Stated exercise: Rewrite the records below with "photograph" swapped for "image" wherever it occurs, keeping everything else unchanged. Leave the pictures out.

--- BEGIN Records for the exercise ---

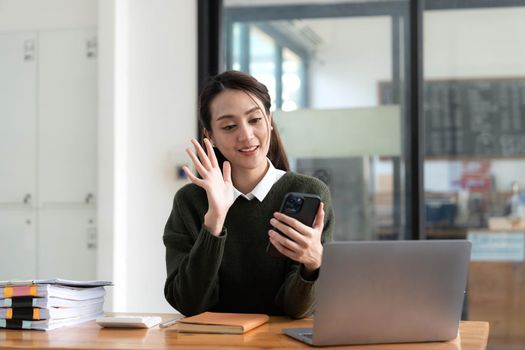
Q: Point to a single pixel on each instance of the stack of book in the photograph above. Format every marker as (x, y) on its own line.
(49, 304)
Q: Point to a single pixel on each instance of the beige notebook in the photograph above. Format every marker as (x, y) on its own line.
(222, 323)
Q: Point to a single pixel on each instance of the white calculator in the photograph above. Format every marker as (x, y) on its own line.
(128, 321)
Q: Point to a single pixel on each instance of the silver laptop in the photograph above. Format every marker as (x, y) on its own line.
(388, 292)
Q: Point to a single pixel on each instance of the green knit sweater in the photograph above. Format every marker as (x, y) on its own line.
(233, 272)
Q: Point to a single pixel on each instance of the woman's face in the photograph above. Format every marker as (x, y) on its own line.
(240, 129)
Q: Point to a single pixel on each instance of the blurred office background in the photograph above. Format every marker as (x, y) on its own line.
(98, 103)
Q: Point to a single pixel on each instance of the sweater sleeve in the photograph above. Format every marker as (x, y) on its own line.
(297, 295)
(193, 259)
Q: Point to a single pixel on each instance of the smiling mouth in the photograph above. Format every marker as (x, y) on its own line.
(249, 149)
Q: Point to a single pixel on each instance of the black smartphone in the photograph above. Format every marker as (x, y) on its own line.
(300, 206)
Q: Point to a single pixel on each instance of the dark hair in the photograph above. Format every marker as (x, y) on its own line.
(236, 80)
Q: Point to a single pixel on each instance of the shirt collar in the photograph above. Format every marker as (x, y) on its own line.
(264, 186)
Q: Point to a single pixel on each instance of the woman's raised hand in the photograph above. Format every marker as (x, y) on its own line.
(218, 185)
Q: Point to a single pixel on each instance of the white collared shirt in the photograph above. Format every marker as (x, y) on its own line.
(264, 186)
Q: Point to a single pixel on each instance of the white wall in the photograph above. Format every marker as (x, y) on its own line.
(145, 127)
(27, 15)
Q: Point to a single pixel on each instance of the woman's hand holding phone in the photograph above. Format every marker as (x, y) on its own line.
(218, 185)
(301, 243)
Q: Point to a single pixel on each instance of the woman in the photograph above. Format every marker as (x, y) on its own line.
(220, 225)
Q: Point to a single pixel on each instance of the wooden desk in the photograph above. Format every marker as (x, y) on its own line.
(473, 336)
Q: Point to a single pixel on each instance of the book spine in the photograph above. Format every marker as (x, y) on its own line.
(10, 292)
(15, 324)
(19, 302)
(21, 314)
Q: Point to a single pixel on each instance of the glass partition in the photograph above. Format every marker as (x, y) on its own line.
(474, 101)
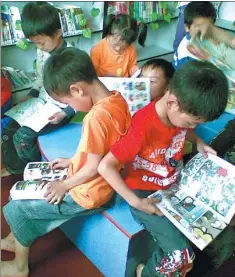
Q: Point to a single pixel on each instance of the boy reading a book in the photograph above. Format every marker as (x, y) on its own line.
(160, 73)
(199, 18)
(41, 24)
(195, 14)
(70, 77)
(152, 150)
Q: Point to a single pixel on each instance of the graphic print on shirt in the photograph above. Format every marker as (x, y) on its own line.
(164, 161)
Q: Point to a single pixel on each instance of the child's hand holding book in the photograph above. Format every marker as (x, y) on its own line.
(55, 192)
(60, 163)
(148, 205)
(57, 117)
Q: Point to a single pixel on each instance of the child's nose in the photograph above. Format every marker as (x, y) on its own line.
(118, 48)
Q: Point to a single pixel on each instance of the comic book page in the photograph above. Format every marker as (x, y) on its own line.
(42, 171)
(203, 202)
(33, 113)
(29, 189)
(37, 176)
(136, 91)
(220, 55)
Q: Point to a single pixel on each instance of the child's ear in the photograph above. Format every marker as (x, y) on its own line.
(58, 33)
(173, 103)
(186, 27)
(76, 90)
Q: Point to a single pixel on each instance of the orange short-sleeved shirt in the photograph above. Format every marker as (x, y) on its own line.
(109, 64)
(106, 122)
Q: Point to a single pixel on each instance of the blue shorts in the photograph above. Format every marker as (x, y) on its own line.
(30, 219)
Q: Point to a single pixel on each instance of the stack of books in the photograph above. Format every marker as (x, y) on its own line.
(142, 11)
(72, 20)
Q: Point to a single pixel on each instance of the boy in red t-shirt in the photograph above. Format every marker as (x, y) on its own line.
(152, 150)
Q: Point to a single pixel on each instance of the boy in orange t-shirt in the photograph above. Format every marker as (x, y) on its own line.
(71, 78)
(153, 149)
(114, 55)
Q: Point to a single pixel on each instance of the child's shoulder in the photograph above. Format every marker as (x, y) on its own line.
(144, 114)
(109, 108)
(102, 44)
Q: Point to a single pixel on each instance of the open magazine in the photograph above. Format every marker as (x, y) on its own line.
(136, 91)
(36, 177)
(220, 55)
(202, 203)
(33, 113)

--- END Records for the exercise ---

Task solution:
Q: Point to a single pixel on each instance of the stack of book in the image above. Format every marker as (x, y) on its own line.
(49, 304)
Q: Point to a single pixel on each instance of the beige notebook in the image above. Format every marker as (x, y) on its own line.
(222, 323)
Q: Point to a single pixel on each instance of the white calculator in the image above. Format every marker as (x, y) on its own line.
(128, 321)
Q: Point to a single pixel on each instance of the silver laptop in the image above. Format every marker as (x, y) on its own line.
(388, 292)
Q: Point to a single pixel on each instance of the green knit sweater in the image above. Format every marker as (x, y) on its own line.
(233, 272)
Q: Point to a single pixel on each instance of the woman's face in the image above. Format every marker as (x, y) on its own line.
(240, 129)
Q: Point to a single pixel on each instance of the blurred office background in the image above. Format every marker as (x, y) on its own line.
(98, 103)
Q: Point to a single pixel on each instance of the sweater sleeve in the image above. Format every marker as (x, y) on its own line.
(297, 295)
(193, 259)
Q: Point to a single pixel on each instance of the smiling mouth in the image above. Format every marker as (x, y) on its own line.
(249, 149)
Q: Point to a single pixel on each instance of the black smartphone in the image above. Format every marker as (x, y) on its own line.
(300, 206)
Q: Point to a single pixel on each instance of the dark hair in the image above. Format every marker as (x, y) on its own line.
(236, 80)
Q: Point to a single pixel on each instance of the shirt collar in the image above. Format every marker as (x, y) on its own line.
(264, 186)
Q: Point to a single pixel on each instance of the woman's raised hand in the image above. Format every marker as (x, y) on its own line.
(218, 185)
Q: Point to a single pixel on each instance of the white collared shirt in the image above. Format every marker as (x, y) on its own line.
(264, 186)
Q: Point to a single pixel on each instance of the white wall in the image above. Format every marker as (x, y) on its own line.
(145, 127)
(27, 15)
Q: Point to a single pixel on each instance of the woman's hand holding phone in the image above. Format every marker as (x, y) on its own line.
(218, 185)
(301, 243)
Q: Point to a single pixel on each instance of the woman in the image above. Format every marker as (x, y) on its own line.
(220, 225)
Q: Point to a single pixel on each instance of the wooden desk in the image above. Format every marker as (x, y) on its own line.
(473, 336)
Q: Point to a single pixel on each instance of the book spine in the image above. Format every marker as (x, y) on its own line.
(10, 292)
(15, 324)
(19, 302)
(21, 314)
Q: Point to a single pixel on each instance of the glass partition in the image above. Format every marker as (x, y) on its own line.
(474, 101)
Q: Point to a single pixel on each instance of the boy reading a book in the image above. Format every marker as (x, y) on its own line.
(160, 73)
(199, 18)
(41, 24)
(195, 14)
(70, 77)
(152, 150)
Q: Point to a single pixel on each instance of the graphic print on shirt in the image above. Format every marker as (x, y) on its own line.
(164, 161)
Q: Point to a single pixel on each instance of the child's hand holding book in the image above. Format every marker as (x, y) on its own line.
(55, 192)
(60, 163)
(148, 205)
(57, 117)
Q: Point to a single pixel on each instance of the child's nose in the image above. Format every marker as (x, y) on its own line.
(118, 48)
Q: Point to a single pixel on each instance of the comic book page in the image above. Format every marker as (x, y) on its own line.
(42, 171)
(203, 202)
(33, 113)
(29, 189)
(37, 176)
(136, 91)
(220, 55)
Q: Point to a single pixel on each instance of the child's ear in the image above. Format every marker as (x, y) on its own line.
(58, 33)
(173, 103)
(186, 27)
(76, 90)
Q: Point to a single pixel on each instance of the orange short-sleeved shirt in the image above. Format every marker as (x, y) on its own line.
(109, 64)
(106, 122)
Q: Point to a single pixel on each instance of the blue shorts in the image above. Format every marker as (x, y) on its own line.
(30, 219)
Q: Point to a single pixel on each instance of the stack of books in the image above. Format every marker as (x, y) on its own line.
(142, 11)
(72, 20)
Q: Point to a single pixel on each instance of the boy in red t-shirt in the image above. Format every marker as (x, y) on its own line.
(152, 150)
Q: Point to a single pixel on each instance of the boy in orange t-shirt in the image above. Format every marker as (x, y) on its own line.
(71, 78)
(153, 149)
(114, 55)
Q: Point to a single pixel on each instance of the child's shoulder in the image above. Format every marker as (x, y) on its own line.
(144, 114)
(109, 108)
(102, 44)
Q: Point to a single pixel on each instance of the open magazine in the image above. Format every marker as (x, y) on its own line.
(136, 91)
(36, 177)
(220, 55)
(202, 203)
(33, 113)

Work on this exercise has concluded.